Die CO2-Entfernung aus der Luft ist notwendig und da

Die Entfernung von CO2 aus der Luft mit rein technischen Methoden ist bereits möglich und sogar auch schon bezahlbar. Die Technologie wird dringend benötigt. Es wäre aber eine Illusion zu glauben, in der zweiten Hälfte des Jahrhunderts würde für die Netto-Entfernung von Hunderten von Gigatonnen CO2 bezahlt werden.

CO2 aus dem Luftverkehr — oder auch aus anderen Quellen — kann mit rein technischen Methoden umweltfreundlich aus der Atmosphäre entfernt werden. Die Technologie dafür wird Direct Air Capture, DAC, genannt. Sie ist skalierbar und schnell in grossem Ausmass anwendbar. DAC unterscheidet sich beträchtlich von anderen Methoden der CO2-Entfernung. (Einige andere Methoden sind hier erörtert).

Climeworks Hinwil CO2-Entfernung
Keine Zukunftsmusik, sondern bestehende Realität. Geringer Platzbedarf. Bereits bescheidene Kosten. | Anlage von Climeworks für die Entfernung von CO2 aus der Luft.

Mehrere Firmen entwickeln Technologie für die Entfernung von CO2 aus der Luft, auch CDR-Technologie genannt (‹Carbon Dioxide Removal›) oder ‹Negative Emissions Technology, NET›.

CO2 wird bereits mit DAC der Atmosphäre entnommen und sicher eingelagert. Die Technologie kann zweifelsfrei bald in grossem Massstab angewendet werden, sofern es gelingt, die Verursacher für die Übernahme der Kosten in die Pflicht zu nehmen — ein entscheidender Vorbehalt.

· · · ·

▶ Ihre Aufgaben:
- 1) Geben Sie aus dem Auszug über die CO2-Entfernung den Abschnitt von „CO2 aus dem“ bis „Emissions Technology, NET›.“ wortgetreu wieder.
- 2) Setzen Sie den Text über die Entfernung von CO2 aus der Luft nach seinem letzten Satz fort.
Die Daten spielen hierfür keine Rolle.

▶ Bereitgestellte Daten:
· · · ·

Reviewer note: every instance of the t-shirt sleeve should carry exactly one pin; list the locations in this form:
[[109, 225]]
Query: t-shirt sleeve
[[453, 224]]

· · · ·

▶ Antworten zur Übung:
- 1)
CO2 aus dem Luftverkehr — oder auch aus anderen Quellen — kann mit rein technischen Methoden umweltfreundlich aus der Atmosphäre entfernt werden. Die Technologie dafür wird Direct Air Capture, DAC, genannt. Sie ist skalierbar und schnell in grossem Ausmass anwendbar. DAC unterscheidet sich beträchtlich von anderen Methoden der CO2-Entfernung. (Einige andere Methoden sind hier erörtert).

Climeworks Hinwil CO2-Entfernung
Keine Zukunftsmusik, sondern bestehende Realität. Geringer Platzbedarf. Bereits bescheidene Kosten. | Anlage von Climeworks für die Entfernung von CO2 aus der Luft.

Mehrere Firmen entwickeln Technologie für die Entfernung von CO2 aus der Luft, auch CDR-Technologie genannt (‹Carbon Dioxide Removal›) oder ‹Negative Emissions Technology, NET›.

- 2)
Firmen, Kosten, Energie und Potenzial

Climeworks hat die Ambition, bis in fünf Jahren ein Prozent des globalen CO2-Ausstosses aus der Luft zu holen, was dem 10-fachen der Schweizer Inlandemissionen entspricht.

Die Firma betreibt bereits kommerzielle Anlagen und bietet die Abscheidung von CO2 aus der Luft einschliesslich Sequestrierung, also die bleibende ‹Speicherung› des Treibhausgases im Untergrund, auch Privaten an. CO2-Emissionen real kompensieren ist so einfach wie Schuhe bei Zalando kaufen — aber eher teuer. Eine Tonne wirklich kompensiertes CO2 kostet für Kleinkunden fast 1’000 Euro.

In bestehenden DAC-Anlagen in der Schweiz, für grössere Abnehmer, kostet die Filterung einer Tonne CO2 aus der Luft rund 650 Franken. Die Geschäftsleitung von Climeworks hat bereits erklärt, Preise um 200 US-Dollar pro Tonne kurzfristig anzustreben. Die Firma gibt an, sich bei dieser Vorhersage auf planbare Verbesserungen von Technologie und Produktionsmethoden zu stützen.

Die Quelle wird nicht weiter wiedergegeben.